The entries below should be quoted exactly, with no pictures carried over.
** Data to use follows **
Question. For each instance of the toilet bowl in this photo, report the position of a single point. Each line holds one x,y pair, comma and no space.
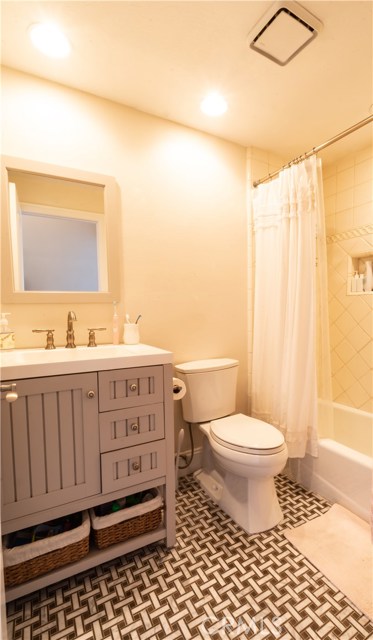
241,455
238,472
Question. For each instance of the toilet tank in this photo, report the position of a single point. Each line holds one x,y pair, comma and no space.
211,388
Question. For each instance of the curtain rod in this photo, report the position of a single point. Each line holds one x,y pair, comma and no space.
320,147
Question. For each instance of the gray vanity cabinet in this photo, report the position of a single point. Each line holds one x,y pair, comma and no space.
49,445
74,441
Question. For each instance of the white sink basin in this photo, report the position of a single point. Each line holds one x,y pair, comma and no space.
29,363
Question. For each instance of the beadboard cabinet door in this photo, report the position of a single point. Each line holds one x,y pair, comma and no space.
49,444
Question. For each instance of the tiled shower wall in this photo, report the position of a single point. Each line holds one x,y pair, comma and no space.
348,195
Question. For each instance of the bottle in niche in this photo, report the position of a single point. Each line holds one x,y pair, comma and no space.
368,280
115,325
354,281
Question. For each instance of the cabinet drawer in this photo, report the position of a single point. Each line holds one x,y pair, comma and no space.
128,467
129,427
130,387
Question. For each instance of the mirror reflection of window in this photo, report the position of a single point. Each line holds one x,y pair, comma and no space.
47,240
70,221
57,248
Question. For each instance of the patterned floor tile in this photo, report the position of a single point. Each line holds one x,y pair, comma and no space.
216,583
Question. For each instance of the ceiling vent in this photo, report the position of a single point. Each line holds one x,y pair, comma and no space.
285,29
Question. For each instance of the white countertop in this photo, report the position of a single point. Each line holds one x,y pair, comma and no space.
35,363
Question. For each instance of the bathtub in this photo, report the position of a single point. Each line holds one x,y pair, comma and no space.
342,472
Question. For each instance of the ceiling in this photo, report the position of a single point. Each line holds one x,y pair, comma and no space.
163,57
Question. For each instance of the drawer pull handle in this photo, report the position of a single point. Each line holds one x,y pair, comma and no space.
12,394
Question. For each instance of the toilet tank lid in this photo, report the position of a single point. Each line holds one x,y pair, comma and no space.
201,366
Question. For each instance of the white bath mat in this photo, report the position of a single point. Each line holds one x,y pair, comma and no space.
339,544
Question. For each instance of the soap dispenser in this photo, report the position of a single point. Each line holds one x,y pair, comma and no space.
7,338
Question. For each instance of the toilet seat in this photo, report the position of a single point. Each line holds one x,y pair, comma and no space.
247,435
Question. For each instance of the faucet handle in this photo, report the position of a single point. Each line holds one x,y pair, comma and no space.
50,339
92,337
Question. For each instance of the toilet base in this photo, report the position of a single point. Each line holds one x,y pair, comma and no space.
251,503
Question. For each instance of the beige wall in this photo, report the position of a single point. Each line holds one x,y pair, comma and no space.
183,215
348,191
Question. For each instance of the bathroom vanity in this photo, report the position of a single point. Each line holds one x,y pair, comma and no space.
89,425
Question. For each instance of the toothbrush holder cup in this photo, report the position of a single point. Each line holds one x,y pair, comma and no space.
131,333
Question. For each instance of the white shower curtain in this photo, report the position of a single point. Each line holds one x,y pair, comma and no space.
288,221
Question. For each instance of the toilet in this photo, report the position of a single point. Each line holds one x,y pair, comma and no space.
241,455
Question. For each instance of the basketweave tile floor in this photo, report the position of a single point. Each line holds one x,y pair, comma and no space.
217,582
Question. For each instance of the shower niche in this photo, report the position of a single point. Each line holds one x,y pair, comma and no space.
360,274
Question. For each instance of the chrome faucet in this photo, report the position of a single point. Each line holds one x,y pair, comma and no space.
70,344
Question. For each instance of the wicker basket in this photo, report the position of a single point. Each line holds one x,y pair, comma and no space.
42,557
127,523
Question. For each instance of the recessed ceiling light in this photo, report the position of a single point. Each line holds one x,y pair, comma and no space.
214,105
50,40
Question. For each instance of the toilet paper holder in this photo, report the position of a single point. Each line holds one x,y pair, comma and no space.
178,388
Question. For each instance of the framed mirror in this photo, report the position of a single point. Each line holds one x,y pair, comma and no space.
60,234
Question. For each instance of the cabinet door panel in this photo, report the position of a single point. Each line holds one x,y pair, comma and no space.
** End of Data to use **
- **Response area**
Question. For each instance of the toilet bowl in this photo, report the position of a single point. Each line holds one x,y pair, comma and no space.
241,455
238,472
Question. For each instance of the toilet tank in this photo, report the position of a single point. Each line holds one x,y pair, comma and no space.
211,388
Question. For each instance of the curtain rod in this photo, report the position of a single point. Each line holds one x,y pair, comma and no space.
320,147
Question. For each instance of the gray vanity cabinet in this photo, report the position of a single point. Each line holds one x,y pair, comma and no space.
49,445
74,441
Question. For each instance of the white sink basin in this photo, report the position of a single point. Each line holds one x,y pair, comma and no space.
29,363
Question. For each instance of the beadboard cabinet door in this photo, report the position of a single point. Each line holds one x,y pair, comma and no space.
49,444
Question. For each instance of the tiled shower wall in this photo, report the position of a single point. Each line holds one x,y pair, comma and no space.
348,195
Question. For each instance of the bottle in niche in this photo, report the position of a single point. Each line holds one x,y pair, comma and no space.
368,280
115,325
354,281
Question. For each instance of the cabinet drawer in this photo, report the position of a single point. Each line holds one x,y pair, comma and no space.
128,467
129,427
130,387
Question. For each instance of the mirror reflection of window in this photo, report the position of a single point. Each line holds one x,y pair, comma and no space.
47,240
70,221
57,248
Question. For each instance of the patterned floor tile in this photo, report the position of a single point. Each line holds one x,y pair, comma and no space.
216,583
Question. For each instance of the ceiling vent in this photo, report the position of a single point. Each line holds one x,y pair, comma and no space.
285,29
Question. For each instance of the white countertop in this photo, report the position of a single point. Each line holds one x,y pair, comma and no space.
35,363
Question. For each instance of the bathtub in this photo, report the position of a single point. Each line holds one x,y pair, comma and no space.
342,472
Question. For each instance of the ceiling in this photo, report the position of a single point. Each line holds one x,y pair, comma and no space.
163,57
Question. For each instance of the drawer pull handle in this photo, report the position of a single point. Each line holds one x,y pair, comma and no space.
12,394
Question. For each instance of the toilet tank lid in this photo, report the position of a single point. Each line holds one x,y pair, comma and no space.
201,366
Question. For each instance of the white bath mat in this photo, report the position of a single point. Each line holds one x,y pair, comma and no space.
339,544
Question. For each instance of the soap dispenser in this photo, report the position of a single point. Each line holds one x,y pair, comma and no space.
7,338
Question. For each instance of the toilet seat in this photo, report the position of a single point. Each line holds one x,y pair, comma and no space.
247,435
Question. For each instance of the faucet handle in this photo, report the position of a single point. Each line holds one x,y pair, comma and no space.
50,339
92,337
Question. For each instance of the toilet base in this photo, report the position of a single point. Each line holds one x,y pair, comma and no space.
251,503
Question. For each instance of the beige wall in this photo, report the position of a single point. Each line holds one x,y pair, comma and no space.
183,215
348,191
Question. For each instance of the bathroom vanity in this photo, report the position of a single point. Each line holds one x,y pair, comma and no space.
89,425
Question. For each instance of the toothbrush holder cup in this photo, report the position of a single point. Each line holds one x,y pair, comma and no space.
131,333
Question. For each instance of the white shower curtain in this photo, report the position of a single point. Each line holds one x,y pair, comma and no space.
288,221
Question. For each instance of the toilet in this photo, report the position of a single point. Each line holds one x,y pair, comma and no space.
241,455
Question. For each instance of the basketweave tile floor in this photo, report the position of a single point. Each line holds one x,y pair, comma and no space.
217,582
Question. For each instance of the shower niche in this photo, report the position of a single point. Each line holds one x,y pair, comma and no space.
360,274
Question. For each instance of the chrome faucet in this photo, report the position of a single point. Each line holds one x,y pair, comma and no space.
70,344
Question. For each instance of the wicker basket in this photo, report the position of a single point. Each line holds one x,y pair, comma and no space.
42,557
127,523
Question. For each instance of the recessed ceiling light in this photo, report the position of a single point. Each line holds one x,y pair, comma and no space.
214,105
50,40
Question. For each instance of the toilet paper holder in this photo, report the position of a single point. Each line holds one x,y pair, comma and no space.
178,388
Question. For each instance of the framed mirror in this photo, report the position of a single point. Each line holds one x,y pair, comma and no space.
60,234
Question. For each instance of the cabinet door panel in this photo, report the position of a single point. Each line holds one x,y pair, comma and no space.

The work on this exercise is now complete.